## Excerpted passage

*** Begin section ***

A panel of experts set up to probe the effectiveness of opioid treatment agreements has decided not to support the universal utilization of these arrangements, also known as pain agreements or pain contracts.
Pain agreements outline the risks and benefits of opioid therapy, explain what is expected of the patient, educate the patient about how to store the drugs and help the patient distinguish between acceptable and unacceptable drug-taking. Physicians who provide pain management to patients with chronic pain may require such agreements to avoid liability issues if patients misuse their medications.
However, critics say the agreements can result in a more adversarial physician-patient relationship (because the physician can “fire” the patient if he or she doesn’t adhere to the terms of the “contract”).
The real problem, many critics maintain, is the lack of pain specialists. As a result, primary care physicians, many of whom lack appropriate training in pain management, may take the path of least resistance and overprescribe pain medications at the request of patients.

*** End section ***

## Provided data
*** Begin section ***

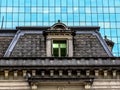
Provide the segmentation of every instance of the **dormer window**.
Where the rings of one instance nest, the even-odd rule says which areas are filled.
[[[74,31],[61,22],[44,31],[47,57],[72,57],[73,33]]]
[[[66,57],[67,56],[67,41],[66,40],[53,40],[52,56],[54,57]]]

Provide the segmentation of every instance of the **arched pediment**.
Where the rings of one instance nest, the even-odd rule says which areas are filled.
[[[58,22],[52,25],[49,30],[69,30],[69,29],[64,23],[61,23],[60,20],[58,20]]]

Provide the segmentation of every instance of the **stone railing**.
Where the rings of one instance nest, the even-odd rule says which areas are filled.
[[[0,67],[2,66],[120,66],[119,57],[39,57],[39,58],[0,58]]]

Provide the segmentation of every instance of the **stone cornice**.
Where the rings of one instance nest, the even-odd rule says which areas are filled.
[[[120,67],[120,57],[0,58],[0,67]]]

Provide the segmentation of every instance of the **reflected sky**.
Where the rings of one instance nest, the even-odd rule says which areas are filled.
[[[100,26],[100,33],[115,42],[120,56],[120,0],[0,0],[0,25],[51,26],[57,20],[69,26]]]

*** End section ***

## Problem set
(1) Answer these questions from the passage on opioid pain agreements:
(a) By what other names are opioid treatment agreements known?
(b) According to the passage, why may physicians who manage chronic pain require such agreements?
(c) What do many critics consider the real problem?
(2) Write the next part of the passage on opioid pain agreements, picking up after its final sentence.

## Solved problems
(1)
(a) Pain agreements or pain contracts.
(b) To avoid liability issues if patients misuse their medications.
(c) The lack of pain specialists.

(2)
The panel of physicians and pain-policy experts, which was convened by the Center for Practical Bioethics, a Kansas City, Mo.-based think-tank, concluded it could not support the universal utilization of pain contracts at this time due to “the lack of data about the benefit of pain agreements/contracts, concerns about increasing disparities and further stigmatization of pain patients, and other possible unintended consequences, coupled with the importance of preserving the integrity of medicine from inappropriate outside influence.”